- PROBLEMS TO SOLVE:
[1] In the review of Proud Mary, which actor plays Benny, the head of the crime family and Mary's unofficially adopted father?
[2] Carry on with the Proud Mary review, starting after its final sentence.

- GIVEN PASSAGE:

=-=-=-=-=

Still, the actress is saddled with another mothering, tough-love character in a soapy crime film that doesn’t do justice to her immense talents

IMDb/Ringer illustration

Taraji P. Henson, the 47-year-old star of Hustle & Flow, Fox’s Empire, the Oscar-nominated Hidden Figures, and, as of this week, the crime drama Proud Mary, has given us too much scene-skewering delight—too many chances to gasp at her characters’ naked audacity, admire their moral certitude, cackle at their folly—for us to feel entirely worthy of her talents. Proud Mary, in which Henson plays an assassin who’s simultaneously cold-blooded and motheringly warm-hearted, is unfortunately lacking in such chances. Despite the ferocious confidence of the movie’s title—spunk by way of John Fogerty and Tina Turner—no one here’s got much to be proud of. No viewer will finish the movie prostrate, humbled by its star’s overwhelming talent, because the movie never gives us a reason to be. It’s too aggressively mediocre for all that, and Henson, for her many merits otherwise, is encouraged to deliver a middling performance in kind. The movie knows what makes her worth watching. It simply doesn’t know how to make itself equally worthy.

That’s fine. Bad movies happen to good people all the time. And “bad” doesn’t really get at the problem here to begin with: Better to say that this movie is a missed opportunity. Proud Mary’s heroine assassin, Mary, is a woman who wants out. She wants to quit the business and leave behind the crime family run by her unofficially adopted father, Benny (Danny Glover). But before that can happen, Mary makes the mistake of wandering the apartment of a mark she just killed, stumbling upon the man’s son—who’s playing video games and oblivious to what’s going on—and becoming overwhelmed with guilt. She steals a picture of the son and ends up following the kid around for a year, eventually saving his ass when he falls in with a rival crime family. One thing leads to another and these crime families find themselves on the brink of an all-out war.

It’s a classic story, or rather, a couple of classic stories: the loyal orphan assassin who wants out, and who unexpectedly realizes she’s human. All fair, all fun, but none of it done any favors by the syrupy mass of unjustified sentimentality that Proud Mary becomes—and none of it as exciting as the blaxploitation-chic Henson vehicle the movie’s advertising seemed to promise. A movie titled Proud Mary, with its poster image of Mary and an afro-collage of stilettos, guns, and projects towers taking the place of her hair, really ought to at least have a personality. Such a movie should also have great fight scenes, being that it’s a movie about people who fight (and win) for a living. Proud Mary saves most of the outright fighting for the end, blasting the title song as Henson and her stunt double wind their way through a lifelessly choreographed gun battle against nobody villains. It’s as overdue as it is boring.

=-=-=-=-=

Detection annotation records
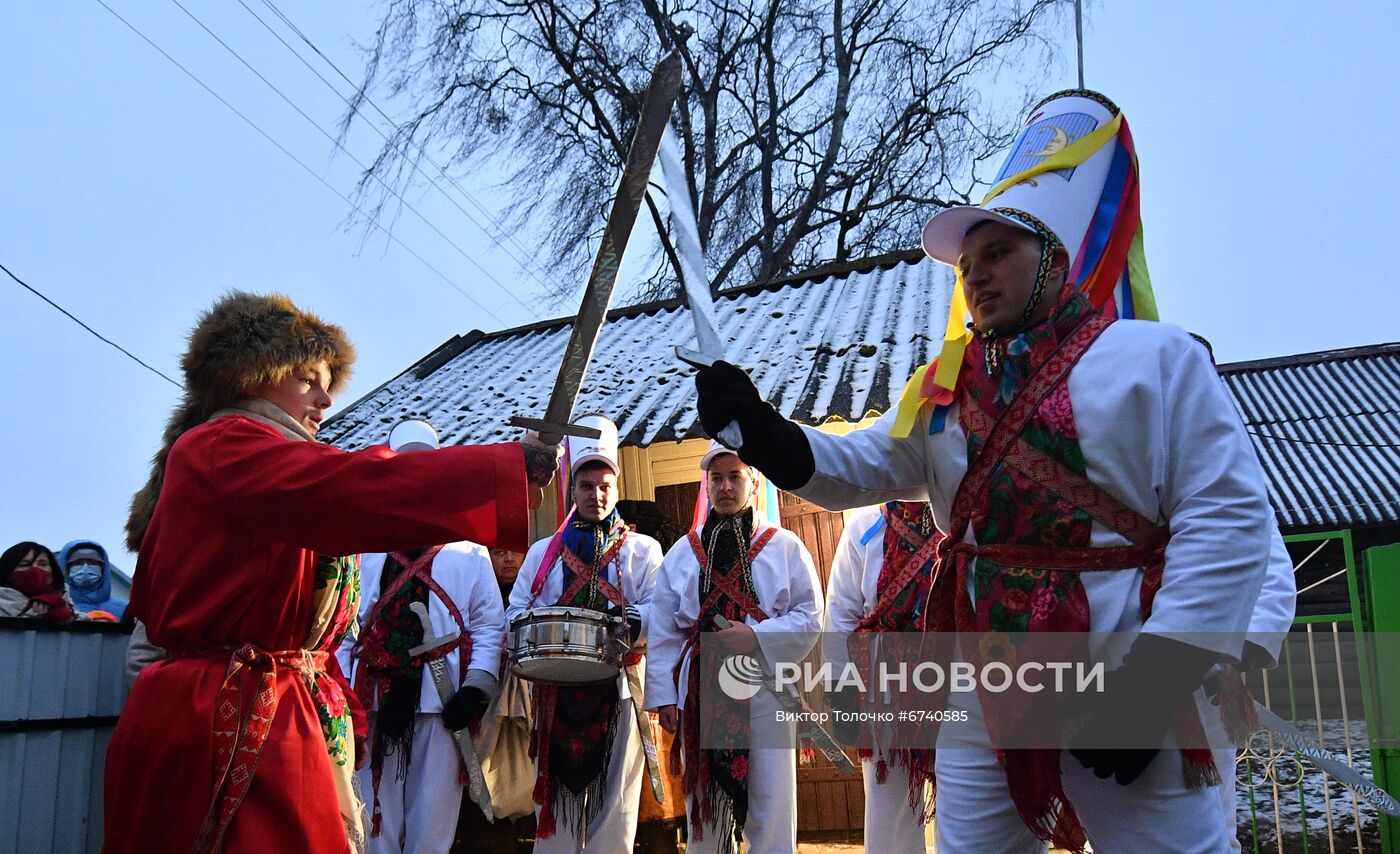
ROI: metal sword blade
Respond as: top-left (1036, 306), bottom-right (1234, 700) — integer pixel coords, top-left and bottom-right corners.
top-left (515, 50), bottom-right (680, 441)
top-left (409, 602), bottom-right (496, 823)
top-left (658, 123), bottom-right (743, 451)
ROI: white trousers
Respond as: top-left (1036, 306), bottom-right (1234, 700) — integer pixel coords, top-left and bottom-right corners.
top-left (358, 713), bottom-right (462, 854)
top-left (535, 699), bottom-right (650, 854)
top-left (861, 759), bottom-right (928, 854)
top-left (686, 711), bottom-right (797, 854)
top-left (934, 691), bottom-right (1231, 854)
top-left (1211, 748), bottom-right (1240, 854)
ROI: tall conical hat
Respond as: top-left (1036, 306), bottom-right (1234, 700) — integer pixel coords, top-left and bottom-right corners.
top-left (567, 414), bottom-right (622, 475)
top-left (892, 90), bottom-right (1156, 435)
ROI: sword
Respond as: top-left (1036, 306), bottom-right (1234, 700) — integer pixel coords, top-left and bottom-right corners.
top-left (409, 602), bottom-right (496, 823)
top-left (659, 123), bottom-right (743, 451)
top-left (1254, 700), bottom-right (1400, 816)
top-left (510, 50), bottom-right (680, 442)
top-left (622, 655), bottom-right (666, 804)
top-left (711, 615), bottom-right (855, 774)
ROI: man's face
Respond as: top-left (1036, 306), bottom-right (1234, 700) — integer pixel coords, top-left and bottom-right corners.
top-left (704, 454), bottom-right (759, 517)
top-left (249, 361), bottom-right (332, 435)
top-left (574, 465), bottom-right (617, 522)
top-left (491, 549), bottom-right (525, 585)
top-left (14, 549), bottom-right (53, 584)
top-left (958, 223), bottom-right (1067, 336)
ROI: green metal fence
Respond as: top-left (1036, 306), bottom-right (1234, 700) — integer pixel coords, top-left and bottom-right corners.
top-left (1236, 531), bottom-right (1400, 854)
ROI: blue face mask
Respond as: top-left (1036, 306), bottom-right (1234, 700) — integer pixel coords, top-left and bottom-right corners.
top-left (69, 563), bottom-right (102, 587)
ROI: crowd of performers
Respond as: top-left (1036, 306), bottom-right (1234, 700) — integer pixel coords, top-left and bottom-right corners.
top-left (105, 91), bottom-right (1294, 854)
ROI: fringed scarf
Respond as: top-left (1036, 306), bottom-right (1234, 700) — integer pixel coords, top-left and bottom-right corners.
top-left (356, 549), bottom-right (440, 836)
top-left (847, 501), bottom-right (941, 825)
top-left (672, 507), bottom-right (771, 854)
top-left (529, 510), bottom-right (627, 839)
top-left (931, 288), bottom-right (1218, 851)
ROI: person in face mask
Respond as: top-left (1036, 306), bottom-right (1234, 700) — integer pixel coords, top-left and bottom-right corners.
top-left (59, 539), bottom-right (126, 620)
top-left (0, 540), bottom-right (74, 623)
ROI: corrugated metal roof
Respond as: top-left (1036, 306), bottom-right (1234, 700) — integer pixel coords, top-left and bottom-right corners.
top-left (321, 253), bottom-right (1400, 529)
top-left (1219, 343), bottom-right (1400, 529)
top-left (321, 253), bottom-right (952, 448)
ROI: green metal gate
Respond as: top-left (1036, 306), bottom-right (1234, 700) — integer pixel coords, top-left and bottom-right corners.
top-left (1236, 531), bottom-right (1400, 854)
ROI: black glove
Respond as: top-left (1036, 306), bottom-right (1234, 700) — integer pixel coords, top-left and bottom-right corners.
top-left (442, 685), bottom-right (491, 732)
top-left (1070, 634), bottom-right (1215, 785)
top-left (826, 685), bottom-right (862, 746)
top-left (696, 361), bottom-right (816, 490)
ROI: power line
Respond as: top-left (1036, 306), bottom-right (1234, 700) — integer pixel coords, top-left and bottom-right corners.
top-left (0, 265), bottom-right (185, 388)
top-left (97, 0), bottom-right (507, 326)
top-left (1245, 430), bottom-right (1400, 449)
top-left (161, 0), bottom-right (539, 319)
top-left (250, 0), bottom-right (546, 268)
top-left (238, 0), bottom-right (546, 287)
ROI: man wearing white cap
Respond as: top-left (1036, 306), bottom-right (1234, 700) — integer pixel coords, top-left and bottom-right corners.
top-left (337, 421), bottom-right (505, 854)
top-left (505, 416), bottom-right (661, 854)
top-left (822, 501), bottom-right (939, 854)
top-left (696, 91), bottom-right (1275, 854)
top-left (647, 444), bottom-right (822, 854)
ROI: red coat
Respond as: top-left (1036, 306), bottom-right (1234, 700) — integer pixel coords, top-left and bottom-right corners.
top-left (104, 416), bottom-right (528, 854)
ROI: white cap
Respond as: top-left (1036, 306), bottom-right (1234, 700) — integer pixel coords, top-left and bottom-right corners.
top-left (923, 90), bottom-right (1119, 266)
top-left (389, 421), bottom-right (438, 454)
top-left (566, 416), bottom-right (622, 475)
top-left (700, 440), bottom-right (748, 472)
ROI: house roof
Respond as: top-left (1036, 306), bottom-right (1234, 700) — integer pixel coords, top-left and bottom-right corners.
top-left (321, 251), bottom-right (1400, 529)
top-left (321, 251), bottom-right (952, 448)
top-left (1219, 343), bottom-right (1400, 528)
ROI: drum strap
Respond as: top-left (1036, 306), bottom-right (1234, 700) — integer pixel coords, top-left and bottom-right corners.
top-left (525, 511), bottom-right (574, 599)
top-left (559, 533), bottom-right (627, 608)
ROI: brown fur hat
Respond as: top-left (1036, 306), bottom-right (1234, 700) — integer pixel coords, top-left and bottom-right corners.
top-left (126, 291), bottom-right (354, 552)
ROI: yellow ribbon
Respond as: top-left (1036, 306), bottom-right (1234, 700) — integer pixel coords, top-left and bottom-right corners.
top-left (889, 112), bottom-right (1125, 437)
top-left (1128, 223), bottom-right (1162, 321)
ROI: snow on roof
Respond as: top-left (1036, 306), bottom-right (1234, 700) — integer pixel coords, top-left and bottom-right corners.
top-left (1219, 337), bottom-right (1400, 529)
top-left (321, 252), bottom-right (952, 448)
top-left (321, 246), bottom-right (1400, 529)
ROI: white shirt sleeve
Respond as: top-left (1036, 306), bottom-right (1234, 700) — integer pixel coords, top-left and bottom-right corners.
top-left (748, 531), bottom-right (823, 672)
top-left (623, 533), bottom-right (661, 640)
top-left (459, 545), bottom-right (505, 679)
top-left (1245, 528), bottom-right (1298, 666)
top-left (1144, 330), bottom-right (1277, 644)
top-left (822, 507), bottom-right (881, 671)
top-left (643, 538), bottom-right (690, 710)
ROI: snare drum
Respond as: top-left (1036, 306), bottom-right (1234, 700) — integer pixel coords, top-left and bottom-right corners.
top-left (505, 605), bottom-right (627, 685)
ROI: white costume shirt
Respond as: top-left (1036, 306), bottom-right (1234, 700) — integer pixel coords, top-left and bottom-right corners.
top-left (336, 542), bottom-right (505, 714)
top-left (795, 321), bottom-right (1277, 657)
top-left (647, 514), bottom-right (823, 714)
top-left (505, 531), bottom-right (661, 699)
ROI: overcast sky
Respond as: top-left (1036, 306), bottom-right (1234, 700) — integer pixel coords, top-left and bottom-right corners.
top-left (0, 0), bottom-right (1400, 568)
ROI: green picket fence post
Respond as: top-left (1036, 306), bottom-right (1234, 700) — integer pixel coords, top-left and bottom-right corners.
top-left (1358, 543), bottom-right (1400, 854)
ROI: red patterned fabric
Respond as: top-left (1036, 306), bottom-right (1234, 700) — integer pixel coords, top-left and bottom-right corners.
top-left (671, 528), bottom-right (778, 851)
top-left (907, 291), bottom-right (1210, 851)
top-left (104, 416), bottom-right (528, 854)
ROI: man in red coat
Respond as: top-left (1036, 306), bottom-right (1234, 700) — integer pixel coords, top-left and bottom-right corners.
top-left (105, 293), bottom-right (557, 854)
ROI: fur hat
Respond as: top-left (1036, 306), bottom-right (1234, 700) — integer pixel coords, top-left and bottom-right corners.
top-left (126, 291), bottom-right (354, 552)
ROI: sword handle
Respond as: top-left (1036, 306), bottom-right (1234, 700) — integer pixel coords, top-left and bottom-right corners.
top-left (676, 344), bottom-right (743, 451)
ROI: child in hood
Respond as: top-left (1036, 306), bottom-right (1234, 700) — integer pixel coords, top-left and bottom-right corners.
top-left (59, 539), bottom-right (126, 622)
top-left (0, 540), bottom-right (73, 623)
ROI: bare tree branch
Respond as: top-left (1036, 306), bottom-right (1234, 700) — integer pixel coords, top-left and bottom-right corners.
top-left (346, 0), bottom-right (1068, 302)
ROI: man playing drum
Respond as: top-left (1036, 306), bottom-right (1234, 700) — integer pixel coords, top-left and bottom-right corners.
top-left (505, 416), bottom-right (661, 854)
top-left (647, 444), bottom-right (822, 854)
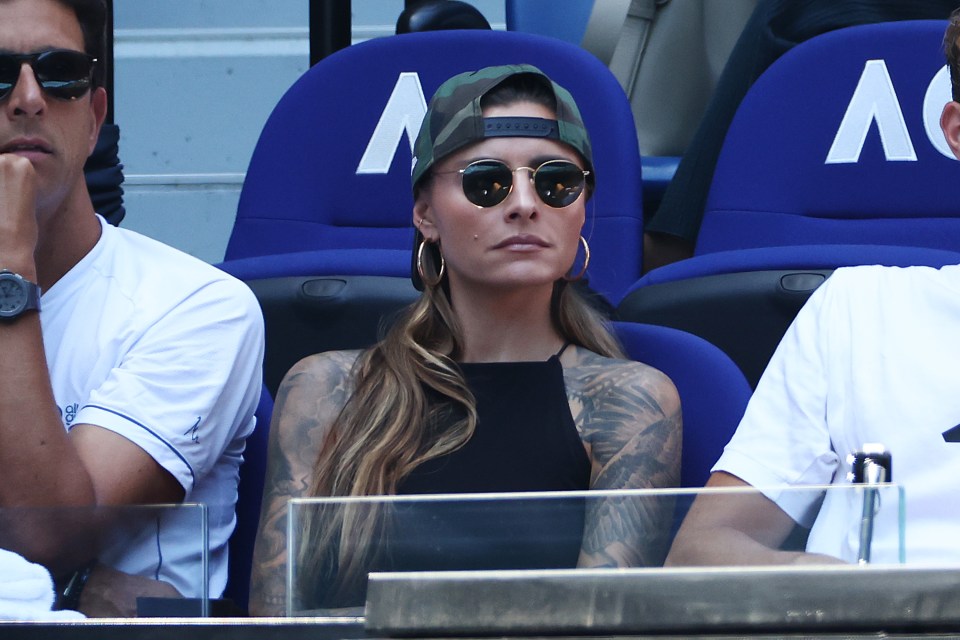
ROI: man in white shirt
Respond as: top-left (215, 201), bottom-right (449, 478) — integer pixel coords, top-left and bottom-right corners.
top-left (0, 0), bottom-right (263, 613)
top-left (667, 11), bottom-right (960, 566)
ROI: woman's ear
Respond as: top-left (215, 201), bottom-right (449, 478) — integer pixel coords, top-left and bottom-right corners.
top-left (940, 100), bottom-right (960, 160)
top-left (413, 197), bottom-right (439, 242)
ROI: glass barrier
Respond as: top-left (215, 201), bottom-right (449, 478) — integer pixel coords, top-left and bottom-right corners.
top-left (0, 504), bottom-right (209, 621)
top-left (285, 484), bottom-right (904, 617)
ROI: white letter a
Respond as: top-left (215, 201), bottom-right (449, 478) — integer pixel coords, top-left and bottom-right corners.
top-left (826, 60), bottom-right (917, 164)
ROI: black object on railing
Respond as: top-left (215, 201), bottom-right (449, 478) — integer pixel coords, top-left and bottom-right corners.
top-left (310, 0), bottom-right (352, 67)
top-left (397, 0), bottom-right (490, 33)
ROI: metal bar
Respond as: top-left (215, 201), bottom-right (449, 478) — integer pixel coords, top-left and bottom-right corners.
top-left (103, 0), bottom-right (113, 124)
top-left (310, 0), bottom-right (352, 66)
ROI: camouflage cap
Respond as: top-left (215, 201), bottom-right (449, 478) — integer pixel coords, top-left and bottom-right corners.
top-left (411, 64), bottom-right (593, 187)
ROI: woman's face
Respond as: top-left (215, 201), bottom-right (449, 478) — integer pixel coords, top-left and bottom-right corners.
top-left (414, 102), bottom-right (586, 296)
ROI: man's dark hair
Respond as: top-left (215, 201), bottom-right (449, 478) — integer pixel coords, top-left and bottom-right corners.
top-left (57, 0), bottom-right (107, 87)
top-left (943, 8), bottom-right (960, 102)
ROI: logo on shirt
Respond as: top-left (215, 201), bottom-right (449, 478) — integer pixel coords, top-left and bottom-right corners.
top-left (57, 402), bottom-right (80, 427)
top-left (943, 424), bottom-right (960, 442)
top-left (183, 416), bottom-right (200, 443)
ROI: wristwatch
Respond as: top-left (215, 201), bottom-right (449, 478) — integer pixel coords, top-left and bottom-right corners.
top-left (0, 269), bottom-right (40, 320)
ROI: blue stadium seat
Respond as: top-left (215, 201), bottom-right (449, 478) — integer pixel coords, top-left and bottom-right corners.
top-left (618, 21), bottom-right (960, 385)
top-left (695, 20), bottom-right (960, 255)
top-left (224, 30), bottom-right (643, 308)
top-left (613, 322), bottom-right (751, 488)
top-left (223, 387), bottom-right (273, 611)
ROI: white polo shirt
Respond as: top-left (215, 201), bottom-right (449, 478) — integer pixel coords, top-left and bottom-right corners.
top-left (40, 218), bottom-right (264, 597)
top-left (714, 266), bottom-right (960, 565)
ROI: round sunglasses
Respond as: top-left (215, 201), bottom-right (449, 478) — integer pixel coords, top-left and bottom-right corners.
top-left (0, 49), bottom-right (97, 100)
top-left (438, 159), bottom-right (590, 209)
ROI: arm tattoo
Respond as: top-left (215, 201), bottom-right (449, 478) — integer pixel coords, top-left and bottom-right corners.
top-left (567, 354), bottom-right (681, 567)
top-left (250, 352), bottom-right (356, 615)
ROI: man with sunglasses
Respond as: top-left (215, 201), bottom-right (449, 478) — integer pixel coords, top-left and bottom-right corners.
top-left (0, 0), bottom-right (263, 614)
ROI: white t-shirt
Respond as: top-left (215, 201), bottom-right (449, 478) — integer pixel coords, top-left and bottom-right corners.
top-left (714, 266), bottom-right (960, 565)
top-left (40, 218), bottom-right (264, 597)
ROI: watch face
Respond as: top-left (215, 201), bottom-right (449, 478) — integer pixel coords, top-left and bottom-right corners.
top-left (0, 274), bottom-right (27, 316)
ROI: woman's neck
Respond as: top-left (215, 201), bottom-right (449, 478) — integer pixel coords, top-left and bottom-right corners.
top-left (452, 288), bottom-right (564, 362)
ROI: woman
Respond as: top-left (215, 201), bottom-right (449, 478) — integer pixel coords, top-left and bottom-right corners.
top-left (251, 65), bottom-right (681, 615)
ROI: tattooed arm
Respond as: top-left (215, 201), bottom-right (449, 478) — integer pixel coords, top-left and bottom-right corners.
top-left (250, 351), bottom-right (357, 616)
top-left (565, 351), bottom-right (681, 567)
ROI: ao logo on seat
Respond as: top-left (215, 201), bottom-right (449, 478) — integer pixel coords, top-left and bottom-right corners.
top-left (357, 71), bottom-right (427, 174)
top-left (826, 60), bottom-right (954, 164)
top-left (356, 60), bottom-right (954, 174)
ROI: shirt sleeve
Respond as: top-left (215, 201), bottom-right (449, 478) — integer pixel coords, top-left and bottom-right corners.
top-left (713, 270), bottom-right (843, 527)
top-left (74, 278), bottom-right (264, 498)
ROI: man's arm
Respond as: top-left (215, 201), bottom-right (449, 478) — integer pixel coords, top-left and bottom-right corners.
top-left (665, 471), bottom-right (840, 567)
top-left (570, 354), bottom-right (682, 567)
top-left (0, 154), bottom-right (183, 573)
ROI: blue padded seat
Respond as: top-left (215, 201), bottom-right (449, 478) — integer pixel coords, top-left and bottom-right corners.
top-left (695, 20), bottom-right (960, 255)
top-left (613, 322), bottom-right (751, 488)
top-left (225, 30), bottom-right (643, 308)
top-left (618, 20), bottom-right (960, 385)
top-left (223, 387), bottom-right (273, 611)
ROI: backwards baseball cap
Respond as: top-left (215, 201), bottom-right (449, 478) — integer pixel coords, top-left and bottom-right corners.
top-left (410, 64), bottom-right (594, 291)
top-left (411, 64), bottom-right (593, 187)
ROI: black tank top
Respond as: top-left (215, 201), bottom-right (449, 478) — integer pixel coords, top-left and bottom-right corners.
top-left (389, 350), bottom-right (590, 571)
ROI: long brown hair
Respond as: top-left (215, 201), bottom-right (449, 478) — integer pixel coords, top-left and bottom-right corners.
top-left (295, 76), bottom-right (623, 607)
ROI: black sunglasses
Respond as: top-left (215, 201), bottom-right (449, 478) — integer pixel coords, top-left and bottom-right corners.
top-left (446, 160), bottom-right (590, 209)
top-left (0, 49), bottom-right (97, 100)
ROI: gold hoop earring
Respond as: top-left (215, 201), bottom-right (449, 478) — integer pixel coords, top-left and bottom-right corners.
top-left (417, 240), bottom-right (447, 288)
top-left (563, 236), bottom-right (590, 282)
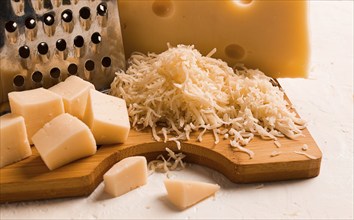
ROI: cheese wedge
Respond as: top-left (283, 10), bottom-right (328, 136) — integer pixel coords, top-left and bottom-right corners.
top-left (118, 0), bottom-right (309, 77)
top-left (103, 156), bottom-right (147, 197)
top-left (49, 75), bottom-right (95, 119)
top-left (84, 90), bottom-right (130, 144)
top-left (0, 114), bottom-right (32, 168)
top-left (9, 88), bottom-right (64, 144)
top-left (32, 113), bottom-right (97, 170)
top-left (164, 179), bottom-right (220, 209)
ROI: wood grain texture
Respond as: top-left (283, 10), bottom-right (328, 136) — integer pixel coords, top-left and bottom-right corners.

=-=-=-=-=

- RESPONSE LIST:
[1] Danny Glover

[2]
The question facing us today is why we—meaning those of us who spent the last week wondering why the publicity campaign for this movie seemed so shoddy—had such high expectations, despite all signs pointing to a mess. The movie didn’t screen for critics, which is usually a sign that the studio either lacks confidence in their product or isn’t banking on critical reception to boost ticket sales. There weren’t any of the by-now standard Thursday night showings, either, which suggests a lack of interest in boosting the movie’s Friday gross, a helpful peg for word-of-mouth and further weekend grosses. What gives? Proud Mary is very clearly a film that could benefit from the momentum of the moment. It’s high season for movies about kick-ass women: Atomic Blonde and Wonder Woman last year, and the upcoming Red Sparrow and Lara Croft this year. Henson’s movie is unlikely to benefit from the tide. Sony and its imprint, Screen Gems, seem to want to release the movie with as little fuss as possible.

Seeing the movie more or less explains why that is. But it doesn’t explain why it had to be this way. Proud Mary is a much more modest production than those others. It’s a movie that specifically targets a black audience, most specifically black women, which maybe goes to show how Screen Gems feels about movies made for that demographic: The whole thing reeks of a lack of effort. It’s dissonant. A fan of Henson’s might expect that, by now, the star of international hits like Hidden Figures and Empire might at least encourage a studio to shell out for a slightly more high-end script, a comfortably off-name-brand (but still good) director, or at the very least, more convincing CGI bullet holes: The ones here look about as convincing as carnival tattoos. Even Henson’s cachet with a dependably supportive black audience is failing her here. While Proud Mary went into the weekend tracking an $18 million-$22 million opening weekend, it’s currently set to take in half that amount. One wonders what might have happened if the studio had dared to try harder, not only concerning the movie’s release, but also its production.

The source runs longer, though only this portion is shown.